─── Data provided ───

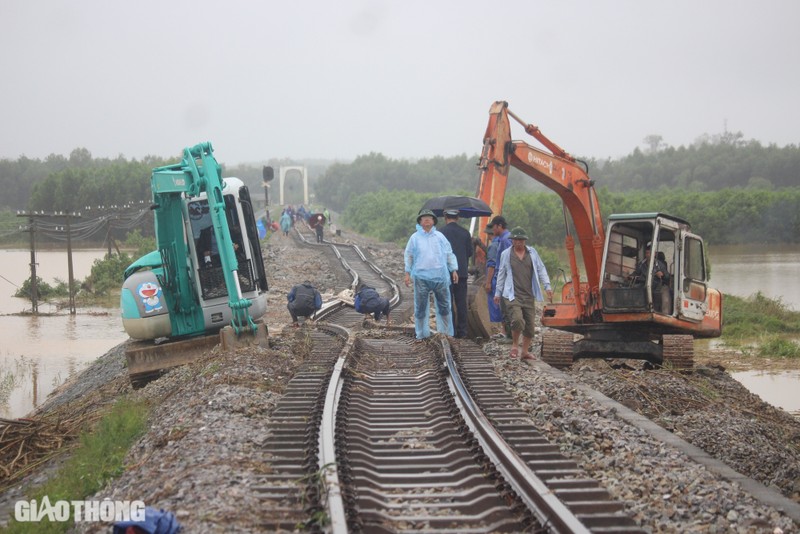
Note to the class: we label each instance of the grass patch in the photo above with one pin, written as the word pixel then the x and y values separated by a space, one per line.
pixel 779 348
pixel 97 459
pixel 754 316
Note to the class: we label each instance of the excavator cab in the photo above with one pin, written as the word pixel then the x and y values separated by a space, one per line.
pixel 652 263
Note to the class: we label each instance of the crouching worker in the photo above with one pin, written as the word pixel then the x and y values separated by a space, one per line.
pixel 304 301
pixel 368 300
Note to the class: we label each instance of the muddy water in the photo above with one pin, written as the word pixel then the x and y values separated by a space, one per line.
pixel 40 352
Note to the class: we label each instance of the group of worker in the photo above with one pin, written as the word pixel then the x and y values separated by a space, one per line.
pixel 436 263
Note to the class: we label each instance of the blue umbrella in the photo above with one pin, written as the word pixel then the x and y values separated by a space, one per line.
pixel 467 206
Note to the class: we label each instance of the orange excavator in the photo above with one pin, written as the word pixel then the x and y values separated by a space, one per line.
pixel 622 308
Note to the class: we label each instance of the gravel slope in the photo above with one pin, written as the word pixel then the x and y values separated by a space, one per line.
pixel 200 453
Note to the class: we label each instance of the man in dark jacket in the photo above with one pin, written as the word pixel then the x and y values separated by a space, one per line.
pixel 304 301
pixel 461 243
pixel 368 300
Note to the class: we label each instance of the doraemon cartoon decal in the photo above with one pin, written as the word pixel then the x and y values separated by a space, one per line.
pixel 150 293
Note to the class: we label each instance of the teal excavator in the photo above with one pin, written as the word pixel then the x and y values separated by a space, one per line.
pixel 207 275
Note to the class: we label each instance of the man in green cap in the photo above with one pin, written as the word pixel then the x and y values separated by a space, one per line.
pixel 521 276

───

== Activity ==
Copy the entire listing exactly but skip the pictures.

== Completed task ==
Note to the class: we label each instance of the grass patch in the photo above with one pin, written as the word pixel then the x and y values separated by a space, one per line.
pixel 779 348
pixel 97 459
pixel 754 316
Note to the class: we label each instance of the excavator cab in the photo above with one pin, written as the word pixel then the x and y values separated by a space, one per line.
pixel 652 263
Note to the class: we label each instance of the crouching worker in the photo above with one pin, written as the word pixel then the x and y values separated by a space, one per line.
pixel 304 301
pixel 368 300
Note to the class: we label each instance of the muddy water in the photo above with one pin, written as the word pixel then the x and y values separated by a space, one per line.
pixel 40 352
Note to the class: we label each instance of the group of worker in the photo above with one pin, written as the word pixel then the x and y values separated by a space, one per line.
pixel 436 263
Note to the class: we label each instance of the blue umbrella in the photo above with one pin, written as the word pixel then the x and y values separated by a space, one per line.
pixel 467 206
Note to the class: we label each instance of the orange excavator in the photo above with one pin, written as the word pixel then the x and y values separated by a space, one per line.
pixel 622 308
Note to the class: we label each instance of the gravel slope in the photo above with one pin, written as the word pixel then the x and y values separated by a space, one per line.
pixel 200 453
Note to the class: we label each instance of the man in dark jacket in the photo above with one pin, written as the word pixel then the x and y values separated by a space, one per line.
pixel 304 301
pixel 461 243
pixel 368 300
Note to the class: we label each instance of the doraemon cartoon decal in the photo above with one pin, written as the word pixel then the x and y values separated by a space, one per line.
pixel 150 293
Note to the class: we label each instance of the teal excavator in the photo above with one pin, written as the word pixel then the x and y values separated by a space, one per line.
pixel 207 275
Note to the class: we label each instance of the man in green cap in the photo above with one pin, written as the word pixel then the x and y values separated by a space, one per line.
pixel 521 276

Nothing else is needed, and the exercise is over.